### TASK TO COMPLETE
Can you give every item below again with "Would you kindly" swapped for "Could you please" wherever it occurs, changing nothing else?

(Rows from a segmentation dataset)
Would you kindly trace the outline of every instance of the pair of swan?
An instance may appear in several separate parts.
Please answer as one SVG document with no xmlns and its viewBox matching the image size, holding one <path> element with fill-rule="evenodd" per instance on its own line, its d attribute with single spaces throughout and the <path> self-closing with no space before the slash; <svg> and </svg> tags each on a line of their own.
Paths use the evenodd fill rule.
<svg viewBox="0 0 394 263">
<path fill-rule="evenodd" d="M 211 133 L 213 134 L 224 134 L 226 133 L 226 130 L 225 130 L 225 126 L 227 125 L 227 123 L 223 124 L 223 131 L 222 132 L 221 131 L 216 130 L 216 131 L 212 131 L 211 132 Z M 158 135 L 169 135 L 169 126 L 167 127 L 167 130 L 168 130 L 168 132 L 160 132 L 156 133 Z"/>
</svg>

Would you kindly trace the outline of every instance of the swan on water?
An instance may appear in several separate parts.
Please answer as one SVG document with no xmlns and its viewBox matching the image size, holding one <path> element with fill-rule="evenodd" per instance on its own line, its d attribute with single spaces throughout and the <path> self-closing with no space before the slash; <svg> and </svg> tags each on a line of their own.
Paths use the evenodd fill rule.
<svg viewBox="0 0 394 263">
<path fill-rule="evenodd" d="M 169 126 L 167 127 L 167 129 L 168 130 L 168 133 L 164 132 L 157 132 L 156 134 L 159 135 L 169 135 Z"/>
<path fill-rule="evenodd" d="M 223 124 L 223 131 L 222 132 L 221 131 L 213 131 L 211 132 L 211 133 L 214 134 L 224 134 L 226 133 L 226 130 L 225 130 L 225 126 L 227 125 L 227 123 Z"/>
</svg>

### PROBLEM SOLUTION
Could you please trace the outline of every instance of the pair of swan?
An instance may appear in several separate parts.
Please answer as one SVG document with no xmlns and its viewBox matching the image size, holding one <path> element with fill-rule="evenodd" per instance on its own line, its d attribute with single spaces throughout and the <path> self-closing with no space before the slash; <svg> and </svg> tags each on a line of their own.
Paths use the evenodd fill rule.
<svg viewBox="0 0 394 263">
<path fill-rule="evenodd" d="M 211 133 L 213 134 L 224 134 L 226 133 L 226 130 L 225 130 L 225 126 L 227 125 L 227 123 L 223 124 L 223 131 L 222 132 L 221 131 L 216 130 L 216 131 L 212 131 L 211 132 Z M 158 135 L 169 135 L 169 126 L 167 127 L 167 130 L 168 130 L 168 132 L 160 132 L 156 133 Z"/>
</svg>

Could you please trace the outline of every instance of the swan on water?
An instance may appear in several separate parts.
Please answer as one SVG document with no xmlns and its viewBox matching the image size, holding one <path> element with fill-rule="evenodd" per instance on its own line, its d attribute with single spaces throughout and the <path> self-closing with no space before the slash; <svg> and </svg> tags each on a line of their own.
Paths use the evenodd fill rule.
<svg viewBox="0 0 394 263">
<path fill-rule="evenodd" d="M 169 126 L 167 127 L 167 129 L 168 130 L 168 133 L 164 132 L 157 132 L 156 134 L 159 135 L 169 135 Z"/>
<path fill-rule="evenodd" d="M 223 124 L 223 131 L 222 132 L 221 131 L 213 131 L 211 132 L 211 133 L 214 134 L 224 134 L 226 133 L 226 130 L 225 130 L 225 126 L 227 125 L 227 123 Z"/>
</svg>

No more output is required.